▶ DO THIS
Copy each line of the material below with no changes.
## start
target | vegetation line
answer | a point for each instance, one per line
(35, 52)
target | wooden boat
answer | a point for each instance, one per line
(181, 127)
## end
▶ SOLUTION
target | vegetation line
answer | a point for each instance, one per line
(35, 52)
target | wooden boat
answer | a point for each instance, one per line
(181, 127)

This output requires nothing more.